Image point grounding data ->
┄┄┄┄┄┄┄┄┄┄┄┄┄┄┄┄┄┄┄┄

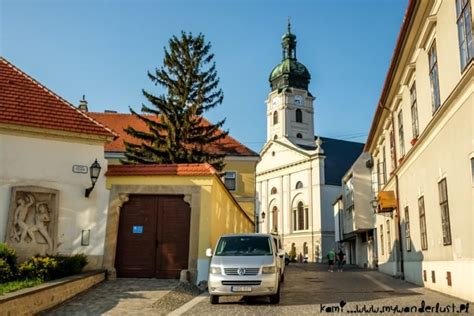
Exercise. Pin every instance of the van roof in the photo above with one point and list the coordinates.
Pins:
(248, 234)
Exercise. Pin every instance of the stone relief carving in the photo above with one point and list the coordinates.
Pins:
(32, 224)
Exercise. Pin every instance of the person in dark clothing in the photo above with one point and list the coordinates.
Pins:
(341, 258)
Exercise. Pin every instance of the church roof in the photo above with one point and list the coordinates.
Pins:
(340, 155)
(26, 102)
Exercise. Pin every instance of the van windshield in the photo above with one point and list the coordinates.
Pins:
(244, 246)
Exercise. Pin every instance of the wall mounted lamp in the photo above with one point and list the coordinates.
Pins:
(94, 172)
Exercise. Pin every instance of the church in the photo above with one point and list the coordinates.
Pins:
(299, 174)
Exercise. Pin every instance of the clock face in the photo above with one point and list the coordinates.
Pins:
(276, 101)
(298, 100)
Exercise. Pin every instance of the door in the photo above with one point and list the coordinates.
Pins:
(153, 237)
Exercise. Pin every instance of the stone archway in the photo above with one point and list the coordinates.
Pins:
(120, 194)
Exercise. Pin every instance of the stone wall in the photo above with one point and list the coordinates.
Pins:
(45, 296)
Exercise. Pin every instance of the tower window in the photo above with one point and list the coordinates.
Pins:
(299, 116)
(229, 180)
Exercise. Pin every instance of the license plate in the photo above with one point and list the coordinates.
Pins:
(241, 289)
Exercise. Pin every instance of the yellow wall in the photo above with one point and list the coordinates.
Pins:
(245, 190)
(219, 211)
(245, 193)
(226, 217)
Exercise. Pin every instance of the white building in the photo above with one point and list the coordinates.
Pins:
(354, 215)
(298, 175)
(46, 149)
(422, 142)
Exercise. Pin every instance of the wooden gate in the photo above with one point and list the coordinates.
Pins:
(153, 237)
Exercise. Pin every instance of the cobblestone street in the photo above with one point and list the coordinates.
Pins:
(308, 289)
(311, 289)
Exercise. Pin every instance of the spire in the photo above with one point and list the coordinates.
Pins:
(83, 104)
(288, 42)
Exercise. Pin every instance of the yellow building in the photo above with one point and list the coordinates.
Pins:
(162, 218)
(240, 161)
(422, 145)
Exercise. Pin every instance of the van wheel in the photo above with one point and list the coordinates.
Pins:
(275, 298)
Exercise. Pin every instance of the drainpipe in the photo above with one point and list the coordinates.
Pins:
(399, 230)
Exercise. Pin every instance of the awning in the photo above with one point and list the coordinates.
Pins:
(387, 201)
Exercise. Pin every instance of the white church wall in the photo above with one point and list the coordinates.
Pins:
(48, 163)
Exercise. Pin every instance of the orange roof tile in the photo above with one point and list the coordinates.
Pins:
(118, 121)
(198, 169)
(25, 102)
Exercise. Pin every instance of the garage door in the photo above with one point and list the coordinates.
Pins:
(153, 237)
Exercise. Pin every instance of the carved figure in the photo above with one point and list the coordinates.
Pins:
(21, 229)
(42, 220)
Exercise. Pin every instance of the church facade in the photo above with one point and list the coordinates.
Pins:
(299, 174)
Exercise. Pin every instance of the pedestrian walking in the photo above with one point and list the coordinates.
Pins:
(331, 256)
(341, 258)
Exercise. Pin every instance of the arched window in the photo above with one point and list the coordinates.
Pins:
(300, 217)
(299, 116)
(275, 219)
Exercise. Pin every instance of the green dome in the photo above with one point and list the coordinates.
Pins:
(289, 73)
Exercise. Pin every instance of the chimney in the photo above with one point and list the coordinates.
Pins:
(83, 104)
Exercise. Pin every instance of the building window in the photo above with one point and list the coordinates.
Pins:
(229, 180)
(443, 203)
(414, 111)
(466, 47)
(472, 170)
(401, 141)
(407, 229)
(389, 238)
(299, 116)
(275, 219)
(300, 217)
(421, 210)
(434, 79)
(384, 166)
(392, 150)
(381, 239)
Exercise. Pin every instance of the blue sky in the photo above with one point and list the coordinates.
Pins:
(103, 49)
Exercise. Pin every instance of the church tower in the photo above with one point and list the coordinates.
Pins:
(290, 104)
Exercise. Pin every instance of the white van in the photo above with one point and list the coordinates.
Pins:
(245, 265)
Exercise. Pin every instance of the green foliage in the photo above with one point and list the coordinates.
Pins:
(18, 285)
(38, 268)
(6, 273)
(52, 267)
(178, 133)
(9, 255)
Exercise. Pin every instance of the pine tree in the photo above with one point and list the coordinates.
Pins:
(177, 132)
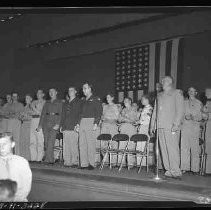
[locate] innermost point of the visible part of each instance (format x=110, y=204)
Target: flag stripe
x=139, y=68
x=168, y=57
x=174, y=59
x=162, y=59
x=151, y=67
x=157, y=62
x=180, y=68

┄┄┄┄┄┄┄┄┄┄┄┄┄┄┄┄┄┄┄┄

Look for the word "yellow". Copy out every line of the data that has it.

THE ANSWER ->
Exercise. Pin every instance of the yellow wall in the photo above with one point and list the coordinates.
Exercise. Pin every instance of the yellow building in the photo above with one point and list the coordinates.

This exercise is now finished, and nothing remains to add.